» Activity 1:
From the ICNIRP passage below, list every field in which the Commission's experts work.
» Activity 2:
Using the ICNIRP passage below, mark each statement yes or no and quote the words that settle it: (a) ICNIRP is an organisation under WHO. (b) ICNIRP expert conclusions are published without any review. (c) ICNIRP Recommendations were transposed in the Czech Republic to Government Order No. 291/2015 Coll.
» Activity 3:
According to the ICNIRP passage below, what does the Commission publish?

*** Extract ***

The International Commission on Non-Ionizing Radiation Protection (ICNIRP, https://www.icnirp.org/) is an organisation under WHO, which unites experts from around the world on associated fields of biology, epidemiology, medicine, physics and chemistry, who engage in evaluation of biological effects and mechanisms of non-ionising radiation. The Commission publishes recommendations on protection of health from non-ionising radiation, including recommended evaluation methodologies. ICNIRP expert conclusions are always subject to a thorough review proceeding and then published. ICNIRP Recommendations are elaborated on scientific basis (so-called evidence-based) and are, for example, comparable to conclusions from other expert teams (e.g., in IEEE organisation). ICNIRP Recommendations were considered in EU rules and they are transposed in the Czech Republic to Government Order No. 291/2015 Coll., on protection of health from non-ionising radiation.

*** End of Extract ***
*** Record set ***

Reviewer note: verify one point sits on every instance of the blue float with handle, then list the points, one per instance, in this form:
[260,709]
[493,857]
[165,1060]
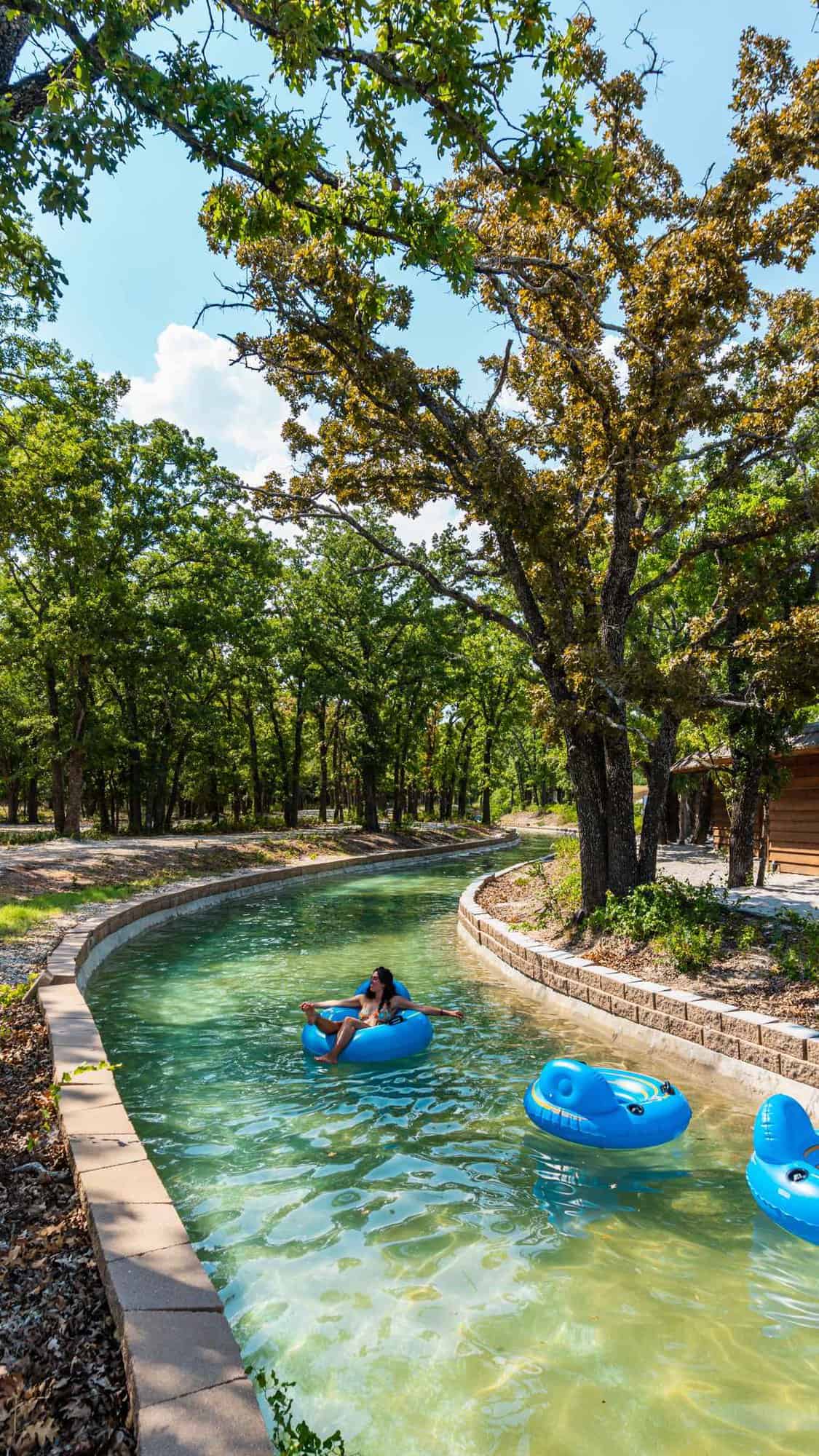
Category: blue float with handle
[602,1107]
[403,1037]
[783,1173]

*** End of Record set ***

» Worked solution 1:
Biology, epidemiology, medicine, physics, chemistry

» Worked solution 2:
(a) Yes: "is an organisation under WHO"
(b) No: "ICNIRP expert conclusions are always subject to a thorough review proceeding and then published"
(c) Yes: "they are transposed in the Czech Republic to Government Order No. 291/2015 Coll."

» Worked solution 3:
Recommendations on protection of health from non-ionising radiation, including recommended evaluation methodologies.